**YOUR GOAL**
Your response should be an exact reproduction of the data below, beginning at the line containing "Locate the dark" and ending with the final line.

"""

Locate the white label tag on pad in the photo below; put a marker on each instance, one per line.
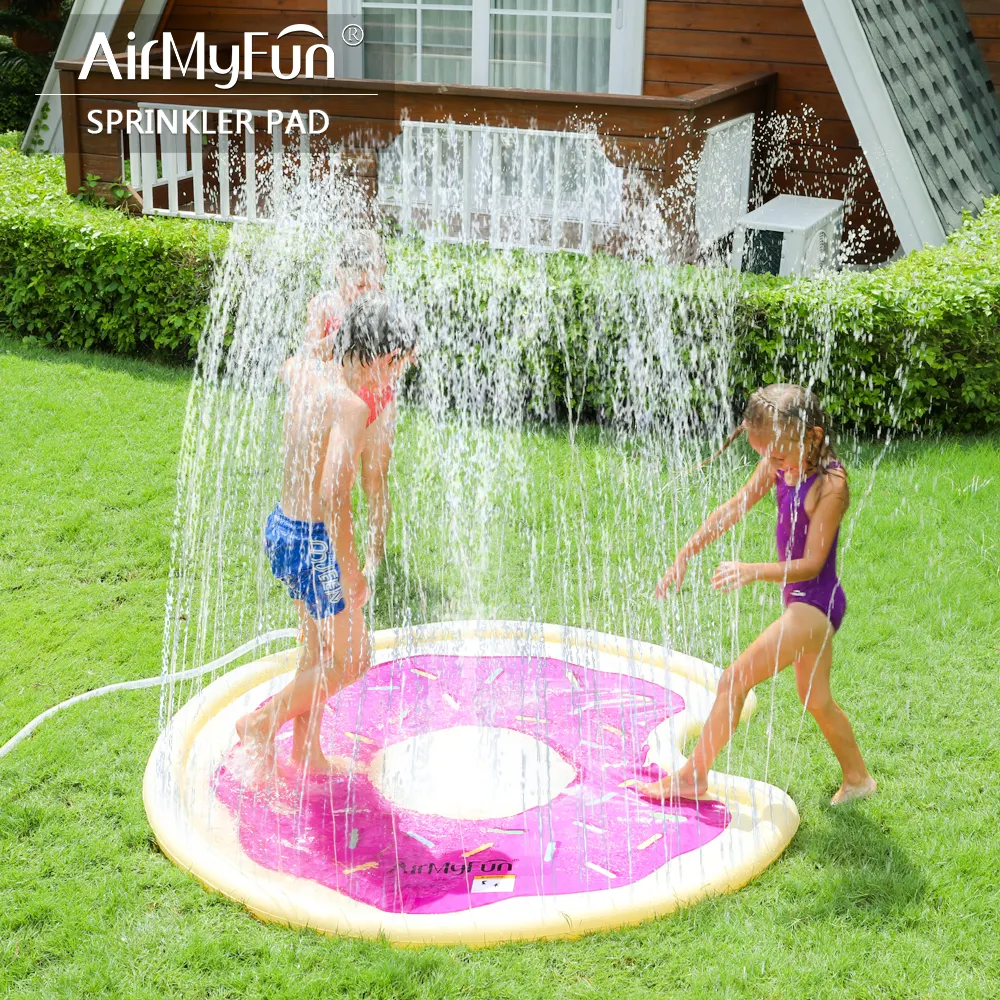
(493, 883)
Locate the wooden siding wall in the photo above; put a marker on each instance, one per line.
(984, 16)
(224, 22)
(689, 43)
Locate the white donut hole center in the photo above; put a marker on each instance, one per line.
(470, 772)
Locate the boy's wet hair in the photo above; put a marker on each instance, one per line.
(373, 327)
(357, 251)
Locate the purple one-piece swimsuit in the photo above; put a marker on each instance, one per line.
(824, 590)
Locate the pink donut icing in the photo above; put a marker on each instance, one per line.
(596, 835)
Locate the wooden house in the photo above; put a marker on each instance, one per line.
(893, 102)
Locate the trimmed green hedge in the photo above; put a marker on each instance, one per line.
(82, 275)
(914, 344)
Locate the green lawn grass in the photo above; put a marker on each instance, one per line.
(894, 897)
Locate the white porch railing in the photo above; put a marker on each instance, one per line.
(221, 185)
(505, 186)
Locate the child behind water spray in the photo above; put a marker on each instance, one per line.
(786, 426)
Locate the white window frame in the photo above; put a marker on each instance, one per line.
(627, 52)
(431, 181)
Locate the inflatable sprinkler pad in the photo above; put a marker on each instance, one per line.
(490, 798)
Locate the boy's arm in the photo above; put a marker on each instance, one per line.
(375, 458)
(339, 472)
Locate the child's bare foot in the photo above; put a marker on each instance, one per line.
(854, 790)
(670, 788)
(253, 732)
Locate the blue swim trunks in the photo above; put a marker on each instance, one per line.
(301, 557)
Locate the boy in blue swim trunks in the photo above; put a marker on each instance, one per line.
(309, 536)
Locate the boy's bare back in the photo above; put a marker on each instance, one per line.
(324, 432)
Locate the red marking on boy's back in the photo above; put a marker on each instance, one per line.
(377, 402)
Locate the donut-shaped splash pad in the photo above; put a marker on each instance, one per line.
(490, 796)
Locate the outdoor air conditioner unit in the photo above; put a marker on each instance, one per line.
(790, 235)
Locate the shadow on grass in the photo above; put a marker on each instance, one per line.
(150, 366)
(867, 872)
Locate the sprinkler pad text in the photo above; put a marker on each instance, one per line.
(200, 121)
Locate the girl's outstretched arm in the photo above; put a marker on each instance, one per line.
(823, 524)
(718, 523)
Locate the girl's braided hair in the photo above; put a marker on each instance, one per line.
(784, 408)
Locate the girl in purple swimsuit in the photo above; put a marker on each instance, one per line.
(786, 426)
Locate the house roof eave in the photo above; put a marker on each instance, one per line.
(890, 157)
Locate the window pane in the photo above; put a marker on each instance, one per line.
(519, 4)
(583, 6)
(390, 46)
(517, 51)
(581, 54)
(447, 46)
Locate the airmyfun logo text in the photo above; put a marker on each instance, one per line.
(200, 56)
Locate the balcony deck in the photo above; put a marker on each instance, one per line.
(650, 133)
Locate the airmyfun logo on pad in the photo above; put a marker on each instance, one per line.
(230, 61)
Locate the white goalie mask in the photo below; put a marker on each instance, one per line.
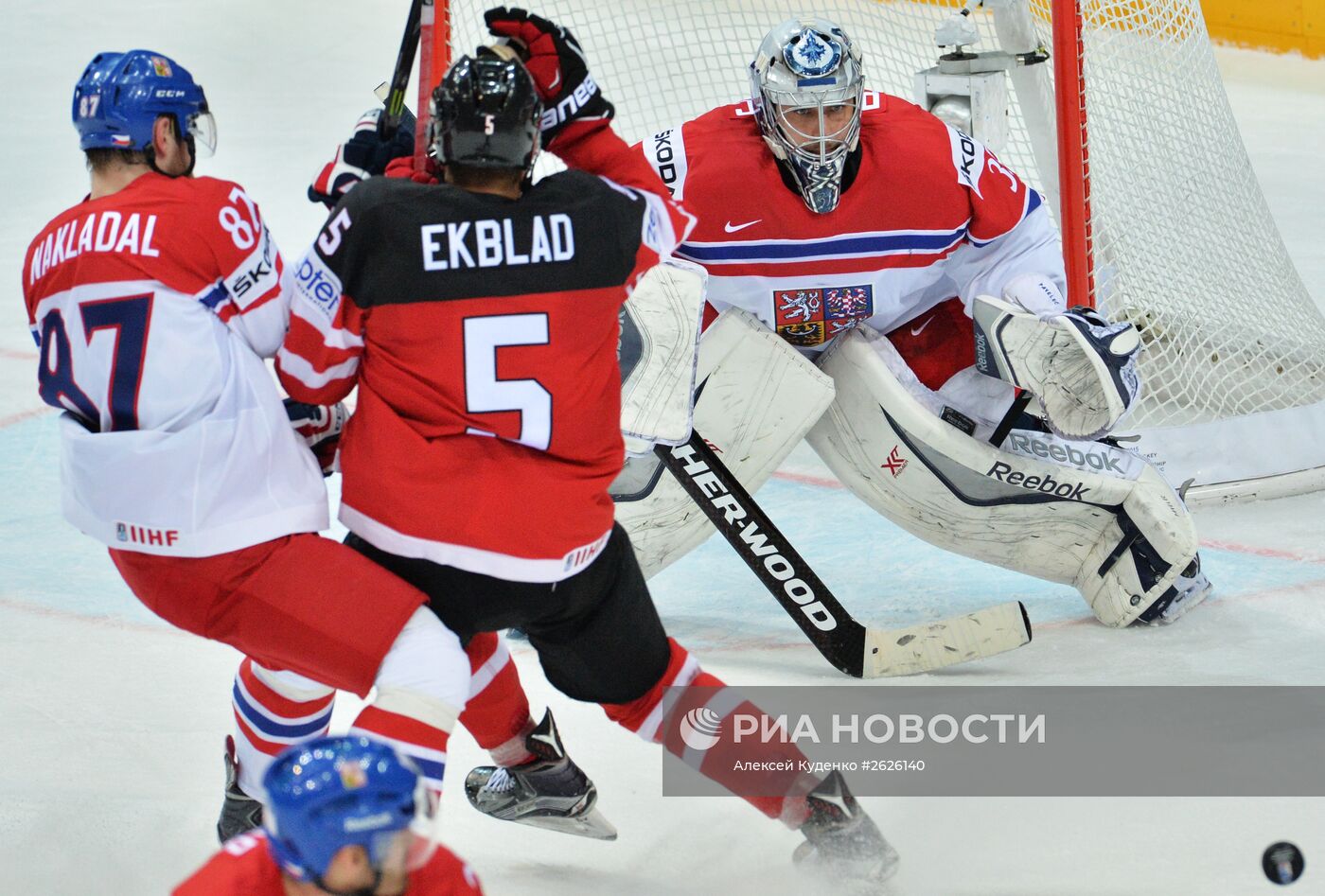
(808, 89)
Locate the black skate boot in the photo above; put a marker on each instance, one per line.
(547, 792)
(841, 839)
(240, 813)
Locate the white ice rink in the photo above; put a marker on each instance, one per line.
(112, 723)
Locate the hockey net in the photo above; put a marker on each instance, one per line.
(1176, 235)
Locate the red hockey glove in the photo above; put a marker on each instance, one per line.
(556, 62)
(366, 154)
(320, 427)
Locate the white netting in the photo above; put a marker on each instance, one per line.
(1183, 241)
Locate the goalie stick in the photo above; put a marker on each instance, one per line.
(395, 98)
(851, 647)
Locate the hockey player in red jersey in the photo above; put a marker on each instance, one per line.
(152, 303)
(868, 235)
(346, 817)
(479, 320)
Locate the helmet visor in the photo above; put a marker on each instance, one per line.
(202, 128)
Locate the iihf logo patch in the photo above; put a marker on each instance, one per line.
(808, 55)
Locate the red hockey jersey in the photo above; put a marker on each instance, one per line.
(245, 867)
(928, 215)
(152, 307)
(481, 333)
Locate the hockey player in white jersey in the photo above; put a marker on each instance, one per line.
(152, 303)
(925, 283)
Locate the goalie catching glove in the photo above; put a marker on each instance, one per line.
(366, 154)
(320, 426)
(558, 66)
(1080, 366)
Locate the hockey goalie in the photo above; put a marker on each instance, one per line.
(894, 294)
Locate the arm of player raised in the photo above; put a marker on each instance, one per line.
(251, 294)
(320, 358)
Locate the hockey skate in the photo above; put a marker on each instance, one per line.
(547, 792)
(1188, 590)
(240, 813)
(841, 839)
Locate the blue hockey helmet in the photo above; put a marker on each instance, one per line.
(119, 97)
(337, 792)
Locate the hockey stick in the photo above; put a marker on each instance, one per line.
(395, 98)
(857, 650)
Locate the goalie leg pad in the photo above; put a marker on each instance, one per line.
(660, 337)
(1082, 367)
(755, 400)
(1122, 541)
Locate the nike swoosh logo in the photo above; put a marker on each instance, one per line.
(917, 330)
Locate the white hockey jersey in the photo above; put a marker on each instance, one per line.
(151, 309)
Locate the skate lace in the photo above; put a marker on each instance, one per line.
(500, 782)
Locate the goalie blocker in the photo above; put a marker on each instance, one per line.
(1099, 518)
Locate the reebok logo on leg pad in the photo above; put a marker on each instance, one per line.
(1046, 484)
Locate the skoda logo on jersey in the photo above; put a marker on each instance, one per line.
(810, 55)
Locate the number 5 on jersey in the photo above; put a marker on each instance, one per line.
(486, 394)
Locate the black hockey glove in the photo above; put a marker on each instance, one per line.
(366, 154)
(556, 62)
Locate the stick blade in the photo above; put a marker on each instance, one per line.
(931, 645)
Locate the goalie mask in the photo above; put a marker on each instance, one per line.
(808, 88)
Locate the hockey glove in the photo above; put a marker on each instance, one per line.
(366, 154)
(1080, 366)
(320, 427)
(556, 62)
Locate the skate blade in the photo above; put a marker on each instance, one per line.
(1179, 608)
(592, 825)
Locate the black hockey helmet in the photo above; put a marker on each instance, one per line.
(486, 114)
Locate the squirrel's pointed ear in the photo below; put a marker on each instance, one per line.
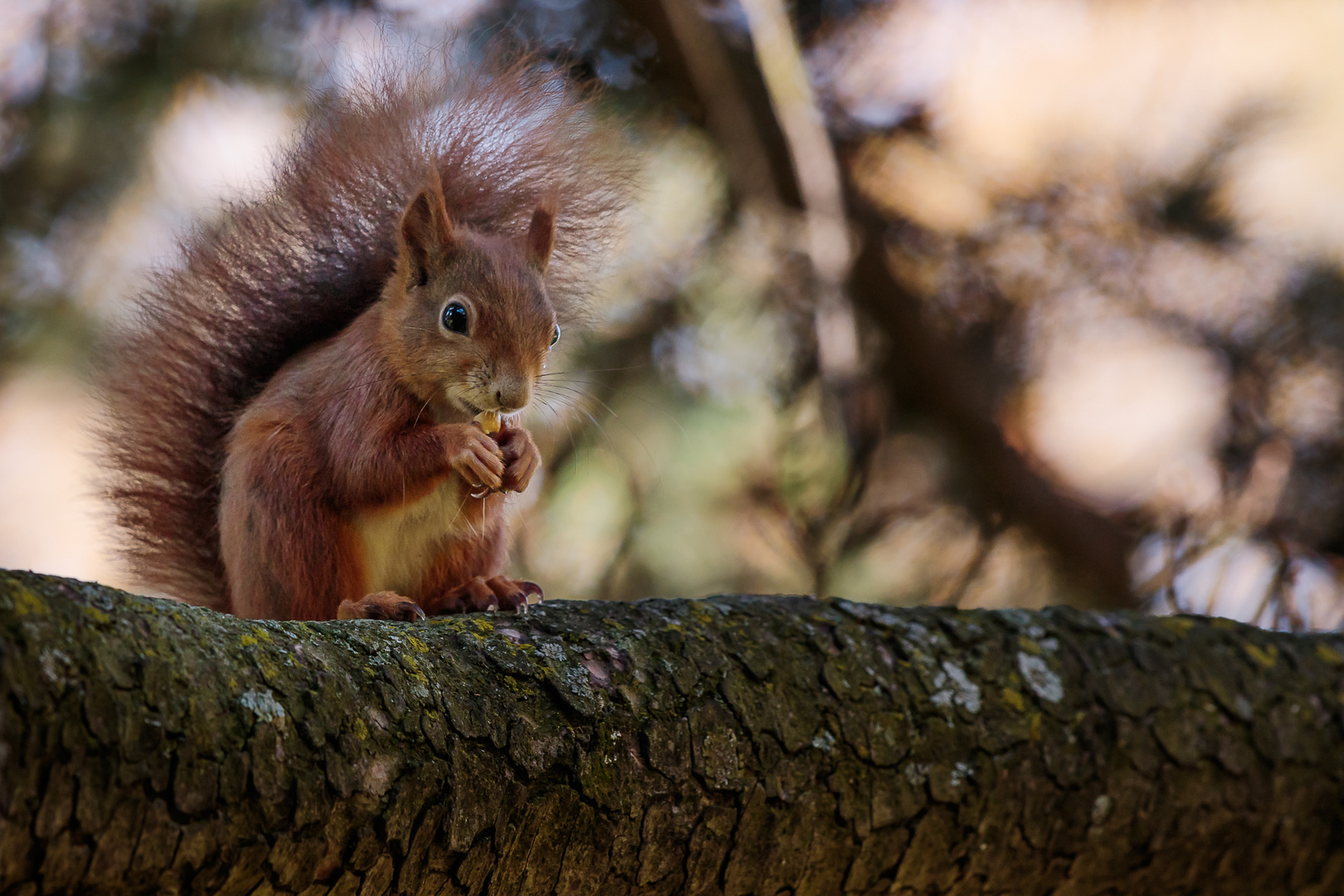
(541, 236)
(426, 231)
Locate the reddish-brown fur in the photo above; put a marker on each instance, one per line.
(270, 348)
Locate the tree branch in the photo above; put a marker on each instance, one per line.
(734, 746)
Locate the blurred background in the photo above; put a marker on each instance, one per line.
(930, 301)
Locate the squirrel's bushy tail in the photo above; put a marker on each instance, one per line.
(296, 266)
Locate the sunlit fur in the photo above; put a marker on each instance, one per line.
(338, 480)
(272, 284)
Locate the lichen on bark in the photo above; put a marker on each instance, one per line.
(735, 744)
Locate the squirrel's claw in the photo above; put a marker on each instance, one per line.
(382, 605)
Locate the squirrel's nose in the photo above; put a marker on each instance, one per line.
(513, 394)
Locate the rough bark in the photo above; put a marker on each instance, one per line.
(737, 744)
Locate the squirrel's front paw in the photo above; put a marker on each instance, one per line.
(520, 457)
(475, 455)
(496, 592)
(383, 605)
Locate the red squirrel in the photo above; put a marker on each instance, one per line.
(290, 416)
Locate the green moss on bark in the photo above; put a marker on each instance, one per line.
(730, 746)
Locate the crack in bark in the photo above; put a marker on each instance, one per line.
(732, 746)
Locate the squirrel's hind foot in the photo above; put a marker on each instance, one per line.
(383, 605)
(483, 596)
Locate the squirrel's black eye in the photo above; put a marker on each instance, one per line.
(455, 319)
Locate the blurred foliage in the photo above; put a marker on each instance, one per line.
(1122, 316)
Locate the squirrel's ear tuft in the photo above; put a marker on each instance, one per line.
(541, 236)
(426, 231)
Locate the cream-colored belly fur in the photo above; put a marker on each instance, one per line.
(399, 543)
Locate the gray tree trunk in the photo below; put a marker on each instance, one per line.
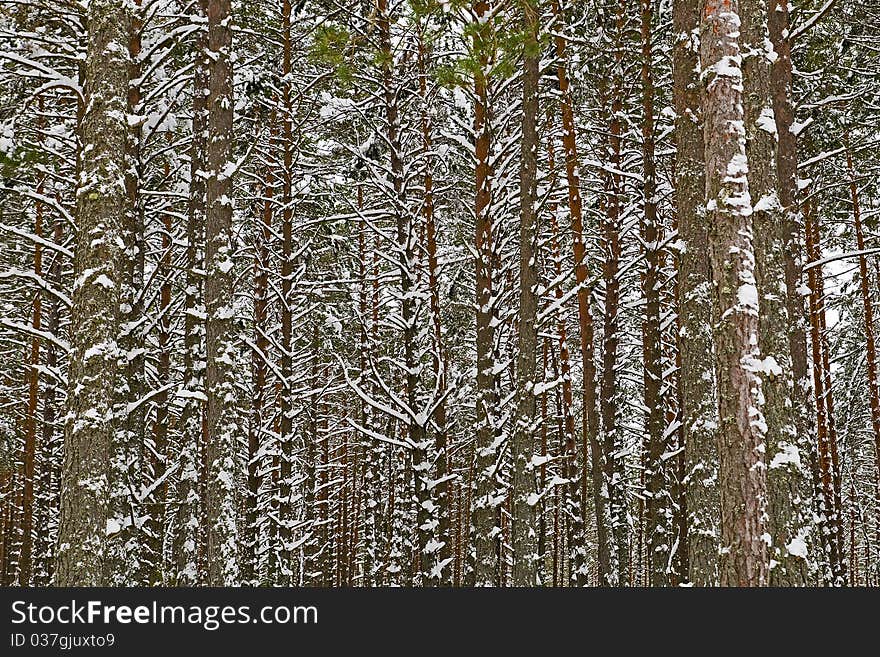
(785, 476)
(698, 396)
(743, 476)
(523, 524)
(223, 428)
(100, 213)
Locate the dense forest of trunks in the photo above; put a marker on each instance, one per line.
(420, 293)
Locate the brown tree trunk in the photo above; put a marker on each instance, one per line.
(25, 557)
(188, 544)
(523, 521)
(101, 205)
(222, 433)
(484, 510)
(871, 346)
(285, 491)
(590, 440)
(744, 559)
(658, 505)
(698, 397)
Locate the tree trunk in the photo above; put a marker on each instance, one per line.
(285, 491)
(484, 509)
(223, 429)
(523, 535)
(100, 210)
(784, 477)
(188, 539)
(25, 557)
(698, 395)
(659, 504)
(744, 560)
(590, 439)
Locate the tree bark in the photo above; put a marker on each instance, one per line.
(744, 559)
(223, 429)
(100, 210)
(698, 394)
(590, 440)
(523, 534)
(189, 540)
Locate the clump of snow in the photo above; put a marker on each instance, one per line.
(797, 547)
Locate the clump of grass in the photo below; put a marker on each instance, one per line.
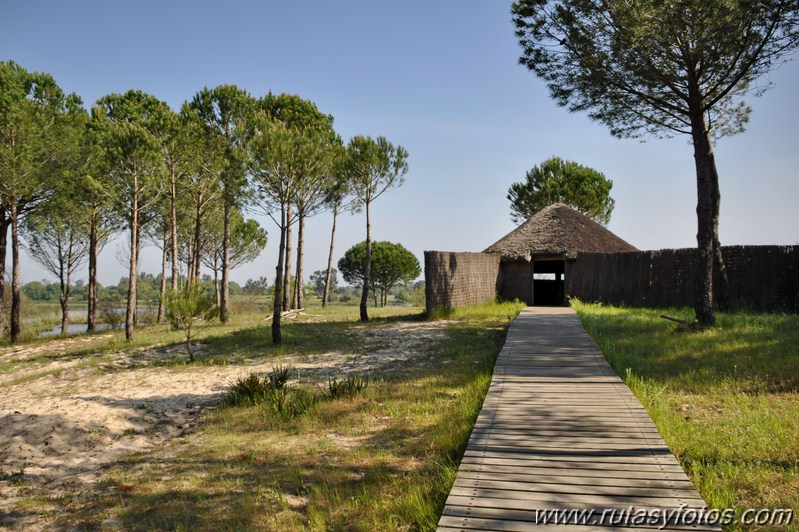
(290, 403)
(348, 388)
(247, 391)
(279, 376)
(271, 392)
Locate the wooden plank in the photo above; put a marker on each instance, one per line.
(601, 466)
(520, 488)
(553, 475)
(500, 499)
(485, 520)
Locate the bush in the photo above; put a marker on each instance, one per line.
(247, 391)
(349, 388)
(272, 393)
(191, 310)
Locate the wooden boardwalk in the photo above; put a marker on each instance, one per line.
(560, 431)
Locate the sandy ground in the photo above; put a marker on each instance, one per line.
(69, 418)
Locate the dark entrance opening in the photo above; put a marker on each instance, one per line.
(548, 283)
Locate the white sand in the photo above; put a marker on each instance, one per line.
(61, 428)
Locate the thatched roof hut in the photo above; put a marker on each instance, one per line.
(557, 230)
(537, 255)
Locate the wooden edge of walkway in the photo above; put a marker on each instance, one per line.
(562, 443)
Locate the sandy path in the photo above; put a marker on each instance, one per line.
(61, 429)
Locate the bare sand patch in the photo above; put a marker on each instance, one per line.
(59, 430)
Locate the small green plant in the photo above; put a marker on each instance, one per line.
(290, 403)
(247, 391)
(280, 376)
(191, 310)
(15, 479)
(350, 387)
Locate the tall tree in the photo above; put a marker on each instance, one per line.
(278, 155)
(559, 181)
(178, 138)
(4, 223)
(247, 240)
(35, 145)
(135, 169)
(374, 166)
(391, 264)
(649, 67)
(101, 218)
(315, 178)
(223, 111)
(57, 239)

"""

**PROBLEM SOLUTION**
Locate the dark entrance opening in the photo above; put a marker on each instance, one per line.
(548, 283)
Locate the white sand in the photo above; put a marker on each instance, one per line.
(61, 428)
Locate the thatched roof hut in the photo above; put a marker on each instance, one per line.
(557, 230)
(537, 255)
Locate the wooden edge of walkway in the photo above; put a marker on each instance, one per line.
(562, 443)
Locate the sandy path in the photo above; put a marker on each instance, one per line.
(61, 429)
Locate the bare sand patch in the photo above; put a marker on each instance, one per line.
(59, 430)
Locate the small green plant in the photo above; put a marker on each instance, one per line.
(290, 403)
(247, 391)
(280, 376)
(191, 310)
(15, 479)
(350, 387)
Locate the tall tree in the photo above; put a marker on each instance, one per line.
(278, 155)
(559, 181)
(178, 138)
(4, 223)
(247, 240)
(35, 145)
(135, 169)
(374, 166)
(391, 264)
(649, 67)
(101, 218)
(315, 178)
(223, 111)
(57, 239)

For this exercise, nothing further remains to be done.